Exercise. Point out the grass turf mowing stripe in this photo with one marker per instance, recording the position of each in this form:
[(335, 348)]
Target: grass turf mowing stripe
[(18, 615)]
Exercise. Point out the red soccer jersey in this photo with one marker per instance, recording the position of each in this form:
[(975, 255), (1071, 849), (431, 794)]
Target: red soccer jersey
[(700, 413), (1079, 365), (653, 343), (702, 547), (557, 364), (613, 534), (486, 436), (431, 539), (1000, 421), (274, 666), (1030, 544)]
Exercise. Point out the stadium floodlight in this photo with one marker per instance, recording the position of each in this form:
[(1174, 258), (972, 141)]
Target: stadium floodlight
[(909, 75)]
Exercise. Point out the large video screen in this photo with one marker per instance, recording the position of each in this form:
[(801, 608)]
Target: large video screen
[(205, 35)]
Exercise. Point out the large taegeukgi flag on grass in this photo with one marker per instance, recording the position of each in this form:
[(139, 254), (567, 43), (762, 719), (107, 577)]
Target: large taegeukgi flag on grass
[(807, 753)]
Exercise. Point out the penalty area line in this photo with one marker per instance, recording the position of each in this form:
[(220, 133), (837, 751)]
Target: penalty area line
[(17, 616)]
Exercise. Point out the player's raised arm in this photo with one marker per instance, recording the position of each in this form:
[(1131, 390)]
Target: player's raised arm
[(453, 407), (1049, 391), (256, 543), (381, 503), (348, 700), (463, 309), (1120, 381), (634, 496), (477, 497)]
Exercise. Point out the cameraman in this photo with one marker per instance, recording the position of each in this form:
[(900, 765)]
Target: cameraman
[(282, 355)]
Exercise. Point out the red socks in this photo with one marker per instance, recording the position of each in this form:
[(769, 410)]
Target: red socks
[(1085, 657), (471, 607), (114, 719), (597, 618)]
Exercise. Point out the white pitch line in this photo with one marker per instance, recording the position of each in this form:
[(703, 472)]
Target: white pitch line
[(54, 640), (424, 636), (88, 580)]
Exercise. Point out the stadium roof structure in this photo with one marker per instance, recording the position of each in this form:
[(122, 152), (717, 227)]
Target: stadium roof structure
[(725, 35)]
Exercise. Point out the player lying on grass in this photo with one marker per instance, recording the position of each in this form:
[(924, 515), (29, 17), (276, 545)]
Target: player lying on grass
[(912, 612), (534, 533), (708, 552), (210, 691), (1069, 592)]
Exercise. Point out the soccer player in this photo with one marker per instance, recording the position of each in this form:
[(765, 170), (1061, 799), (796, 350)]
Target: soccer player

_Exercise directions_
Rewrite all the lines above with "soccer" changed to "football" wherever it occurs, keeping everything else the same.

_Complete response_
Exercise. Point out the grass turf mowing stripe in this photo with one marker per instance, recording the position of each in this form:
[(335, 348)]
Target: grass turf mowing stripe
[(18, 615)]
Exercise. Point out the red football jersey in this photo with one marker per instance, recording the position of each in this form:
[(975, 255), (1071, 849), (431, 794)]
Target: red football jersey
[(700, 413), (1079, 365), (653, 343), (702, 547), (557, 364), (613, 534), (486, 436), (431, 539), (1000, 421), (274, 666), (1030, 544)]
Exercise. Point out the stadium floodlight in this photo with one marker per instance, recording the position of each in this form:
[(1174, 258), (972, 141)]
Target: stadium floodlight
[(909, 75)]
Exercise. Point out the large video screen in this photo with one marker per instance, recording the position of each in this form:
[(801, 608)]
Target: large video screen
[(205, 35)]
Exercise. Point out the large taegeukgi flag on grass in this photo with one marker per instance, recording the position of each in this form:
[(139, 254), (567, 43), (762, 719), (107, 577)]
Target: large taegeukgi flag on grass
[(807, 753)]
Exercise. Point out the penalty area line in this photo with one marker per instance, recording the position of each in this form:
[(220, 133), (837, 751)]
Target: penalty area line
[(17, 616)]
Exercise. Point out the player's raised arm in this photo with one marker per instance, recording the position of each in this form:
[(1131, 390)]
Target: player's raised arm
[(453, 407), (1049, 391), (256, 543), (381, 503), (348, 700), (463, 309), (1120, 381), (634, 496), (477, 497)]
Exercise. Point out the cameraman in this photo with one marker per instance, recording the position of each in this form:
[(900, 765)]
Target: cameraman
[(282, 355)]
Exercise. Point out the red socks in this photo with one marker per instance, recording the position of each in this form:
[(769, 410)]
Target: red socks
[(1085, 657), (471, 607), (114, 719), (597, 618)]
Exercise. Point out the white pitch line in this photo with one marker per instance, recording the position of each in this form:
[(703, 472)]
Target: white pitch line
[(54, 640), (424, 636), (88, 580)]
Exercise. Point out the stadium roof structure in this photo with one marker per instance, recording the position of each in this form:
[(122, 152), (717, 227)]
Target: stadium roof structure
[(725, 35)]
Exercise. Point out the player lying on grass in this photo with one marker per instance, recording the position of each in this form:
[(924, 515), (29, 17), (276, 545)]
Target: player lying on grass
[(912, 612), (534, 533), (708, 552), (210, 691), (1069, 592)]
Exercise. Point out the football player in this photo with one marker per instance, recording the position of each in this form:
[(765, 170), (1061, 799), (796, 350)]
Target: football player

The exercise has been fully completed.